Requirements: Repeat the part of the film review starting at "In all fairness, that’s" and ending at "lack of substance.".

Text block:
Bay is not renowned for his use of subtext. I have not been his biggest fan in the past, I must admit, which is why I was so shocked while watching Transformers: Age of Extinction; Michael Bay has matured. Gone are the days of vacuous action and insulting representations of minorities. Woven into the texture of this movie was a thick, culturally-relevant allegory about acceptance, tolerance and liberalism, all while delivering a series of expertly shot action set pieces and rich, multi dimensional characters…

…is something I would say if I was twated on bath salts.

I will start with the good. Michael Bay can shoot sweeping vistas very well. He has the ability to point his camera at a vast expanse, which then makes for a sequence of compelling frames that I can look at for an extended period. This talent must be because he has eyes. Also, Stanley Tucci is actually very good in this film. I made a noise with my face about twice when he said some of the script.

In all fairness, that’s where I have to stop with the good.

Transformers: Age of Extinction (or How I Learned to Hate Optimus Exposition and his merry band of AutoBlands) rehashes the same old formula from the previous three movies but cranks everything by the Nth Degree. Not only are the characters so superficial they make Mickey Mouse look like he was written by Harold Pinter, but once again we get overloaded with style yet are forced to accept a critical lack of substance.

Wahlberg is at his The Happening best here as Yeager. The “All-American” hero Bay paints Wahlberg as – somehow he is a whizz with a sheepskin and can fix a Sony Walkman – is flag-waving patriotism at it’s most insulting; I think the stars and stripes flag is actually one of the supporting cast. Bar Tucci, the rest of the characters are just awful; Yeager’s daughter (the beautifully-dull Nicola Peltz) is one grimace away from inverting her face and don’t get me started on the “comedy sidekick”. And it wouldn’t be a Bay movie if we didn’t get a horrifyingly stereotypical portrayal of an African American woman, complete with “aaah, heeeeeeeeewll naaaaaaaaw”. Yes, it really is that bad.

Pointing records
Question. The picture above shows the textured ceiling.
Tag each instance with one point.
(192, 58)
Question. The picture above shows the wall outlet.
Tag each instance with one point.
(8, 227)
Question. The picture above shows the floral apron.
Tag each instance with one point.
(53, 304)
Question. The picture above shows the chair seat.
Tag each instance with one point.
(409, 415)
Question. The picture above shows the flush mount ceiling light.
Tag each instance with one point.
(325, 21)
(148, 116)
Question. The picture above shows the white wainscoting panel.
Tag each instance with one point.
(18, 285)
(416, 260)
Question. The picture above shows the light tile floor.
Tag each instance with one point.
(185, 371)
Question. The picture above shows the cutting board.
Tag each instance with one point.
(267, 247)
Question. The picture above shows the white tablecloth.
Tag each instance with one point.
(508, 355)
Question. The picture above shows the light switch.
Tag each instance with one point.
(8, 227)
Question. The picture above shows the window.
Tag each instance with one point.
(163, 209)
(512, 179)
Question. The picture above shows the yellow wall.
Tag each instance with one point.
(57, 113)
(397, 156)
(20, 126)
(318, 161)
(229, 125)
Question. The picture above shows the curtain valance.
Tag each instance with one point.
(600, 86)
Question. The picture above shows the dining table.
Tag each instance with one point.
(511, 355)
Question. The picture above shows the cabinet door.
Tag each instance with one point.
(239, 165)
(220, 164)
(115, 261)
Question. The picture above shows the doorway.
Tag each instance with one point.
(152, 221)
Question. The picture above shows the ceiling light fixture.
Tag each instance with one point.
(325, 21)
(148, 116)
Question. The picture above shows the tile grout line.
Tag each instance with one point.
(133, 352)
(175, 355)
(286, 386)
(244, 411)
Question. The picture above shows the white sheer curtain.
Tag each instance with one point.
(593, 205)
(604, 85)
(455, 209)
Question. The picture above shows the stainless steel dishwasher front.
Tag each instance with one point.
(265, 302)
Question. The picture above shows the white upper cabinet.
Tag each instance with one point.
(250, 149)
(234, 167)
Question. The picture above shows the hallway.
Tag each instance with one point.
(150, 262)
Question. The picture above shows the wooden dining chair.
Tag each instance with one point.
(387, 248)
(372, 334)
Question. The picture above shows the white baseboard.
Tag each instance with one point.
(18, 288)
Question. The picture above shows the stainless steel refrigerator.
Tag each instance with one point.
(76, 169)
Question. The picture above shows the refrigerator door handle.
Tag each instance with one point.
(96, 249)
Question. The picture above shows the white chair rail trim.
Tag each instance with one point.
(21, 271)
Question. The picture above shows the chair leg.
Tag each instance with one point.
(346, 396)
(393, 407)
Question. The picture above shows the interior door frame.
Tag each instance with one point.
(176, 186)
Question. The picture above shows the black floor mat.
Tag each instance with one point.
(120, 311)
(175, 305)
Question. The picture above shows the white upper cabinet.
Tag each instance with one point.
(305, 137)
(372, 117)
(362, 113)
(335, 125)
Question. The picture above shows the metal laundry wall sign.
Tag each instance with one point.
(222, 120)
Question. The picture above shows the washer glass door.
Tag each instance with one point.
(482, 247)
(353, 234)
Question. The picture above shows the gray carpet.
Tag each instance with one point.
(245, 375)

Task output:
In all fairness, that’s where I have to stop with the good.

Transformers: Age of Extinction (or How I Learned to Hate Optimus Exposition and his merry band of AutoBlands) rehashes the same old formula from the previous three movies but cranks everything by the Nth Degree. Not only are the characters so superficial they make Mickey Mouse look like he was written by Harold Pinter, but once again we get overloaded with style yet are forced to accept a critical lack of substance.